┌────────

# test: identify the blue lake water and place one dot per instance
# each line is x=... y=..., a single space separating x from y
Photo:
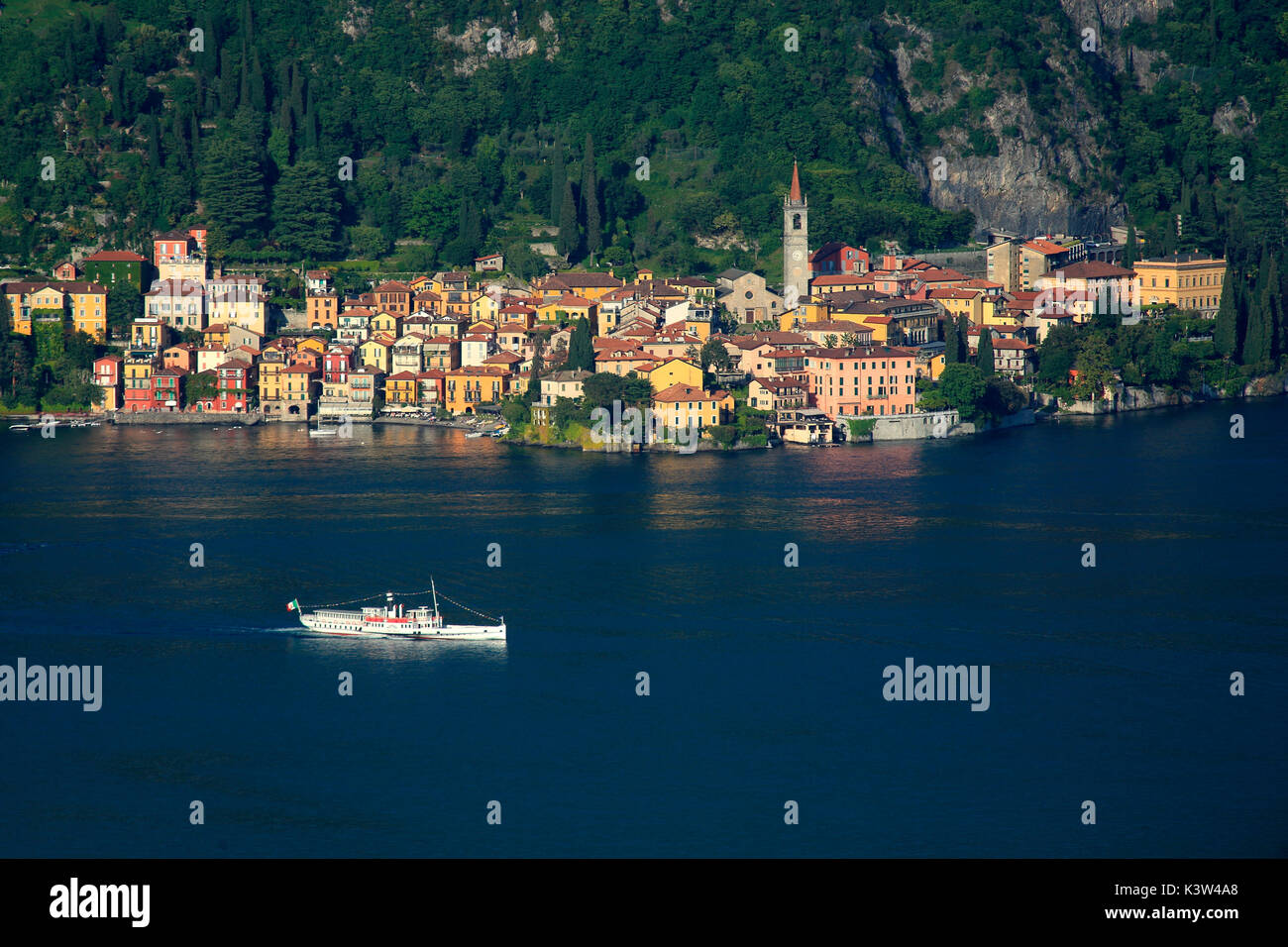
x=1108 y=684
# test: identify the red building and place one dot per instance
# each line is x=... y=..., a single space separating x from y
x=233 y=382
x=838 y=260
x=171 y=245
x=167 y=389
x=108 y=376
x=393 y=298
x=336 y=364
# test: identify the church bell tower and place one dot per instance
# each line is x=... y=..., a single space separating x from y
x=795 y=240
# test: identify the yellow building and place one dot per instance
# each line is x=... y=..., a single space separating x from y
x=475 y=385
x=376 y=352
x=138 y=377
x=698 y=328
x=812 y=309
x=385 y=322
x=880 y=326
x=88 y=303
x=995 y=309
x=215 y=335
x=402 y=388
x=679 y=405
x=26 y=296
x=674 y=371
x=1188 y=281
x=150 y=334
x=300 y=389
x=969 y=303
x=567 y=309
x=484 y=308
x=270 y=380
x=322 y=309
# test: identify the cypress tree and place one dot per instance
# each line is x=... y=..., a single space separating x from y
x=539 y=367
x=1129 y=250
x=310 y=123
x=154 y=132
x=581 y=350
x=180 y=140
x=568 y=236
x=258 y=99
x=590 y=198
x=227 y=90
x=986 y=352
x=244 y=82
x=557 y=183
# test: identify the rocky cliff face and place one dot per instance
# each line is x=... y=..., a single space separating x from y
x=1047 y=171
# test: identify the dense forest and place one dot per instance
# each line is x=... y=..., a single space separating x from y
x=648 y=132
x=468 y=123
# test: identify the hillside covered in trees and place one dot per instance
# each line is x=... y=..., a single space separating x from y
x=648 y=131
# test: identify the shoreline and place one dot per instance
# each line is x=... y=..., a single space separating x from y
x=1125 y=399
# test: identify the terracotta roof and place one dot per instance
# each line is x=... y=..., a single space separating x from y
x=1046 y=248
x=1094 y=269
x=683 y=392
x=114 y=257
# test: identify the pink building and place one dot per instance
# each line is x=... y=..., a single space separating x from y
x=871 y=380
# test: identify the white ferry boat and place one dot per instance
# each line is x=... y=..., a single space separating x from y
x=393 y=620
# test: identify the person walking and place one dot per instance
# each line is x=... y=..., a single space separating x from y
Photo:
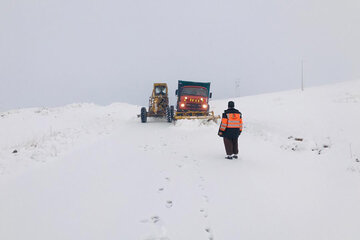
x=230 y=130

└────────

» **Your instructions**: Retype all of the material above precisely as it reads. Pictures are not part of the copy.

» **Solution to this task**:
# test: identify the blue lake water and place one dot per instance
# each line is x=... y=..., a single space separating x from y
Photo:
x=1108 y=684
# test: identify the red building and place one dot per instance
# each line is x=... y=..., a single space separating x from y
x=233 y=382
x=838 y=260
x=171 y=245
x=167 y=389
x=108 y=376
x=393 y=298
x=336 y=364
# test: identify the church bell tower and place one dot per instance
# each line is x=... y=..., a single space separating x from y
x=795 y=240
# test: identify the yellow building and place one dot per instance
# each line is x=... y=..., a single space separating x from y
x=475 y=385
x=376 y=352
x=138 y=377
x=698 y=328
x=812 y=309
x=385 y=322
x=880 y=326
x=88 y=303
x=995 y=309
x=215 y=335
x=402 y=388
x=679 y=405
x=26 y=296
x=674 y=371
x=1188 y=281
x=150 y=334
x=300 y=389
x=969 y=303
x=567 y=309
x=484 y=308
x=270 y=380
x=322 y=309
# test: identify the cypress tree and place one dot per instance
# each line is x=... y=..., a single space separating x from y
x=539 y=367
x=1129 y=250
x=310 y=123
x=154 y=132
x=581 y=350
x=180 y=140
x=568 y=236
x=258 y=99
x=590 y=198
x=227 y=90
x=986 y=352
x=244 y=82
x=557 y=183
# test: identify the rocky cliff face and place one dot per instance
# each line is x=... y=..., a single space separating x from y
x=1047 y=171
# test: identify the dense forest and place one dot per instance
# each line is x=... y=..., a single space separating x from y
x=648 y=132
x=468 y=123
# test: identify the hillside covered in trees and place one dot per instance
# each line is x=... y=..., a single space separating x from y
x=648 y=131
# test: identify the shoreline and place one dot per instance
# each line is x=... y=..., a single space separating x from y
x=1125 y=399
# test: identify the terracotta roof and place one dot per instance
# each line is x=... y=..., a single space separating x from y
x=1046 y=248
x=1094 y=269
x=683 y=392
x=114 y=257
# test: identify the pink building and place one dot per instance
# each line is x=... y=..., a single space separating x from y
x=871 y=380
# test: identify the white ferry boat and place one dot per instance
# each line is x=... y=..., a single space separating x from y
x=393 y=620
# test: identify the person walking and place one dot per instance
# each line is x=... y=..., a single space separating x from y
Photo:
x=230 y=130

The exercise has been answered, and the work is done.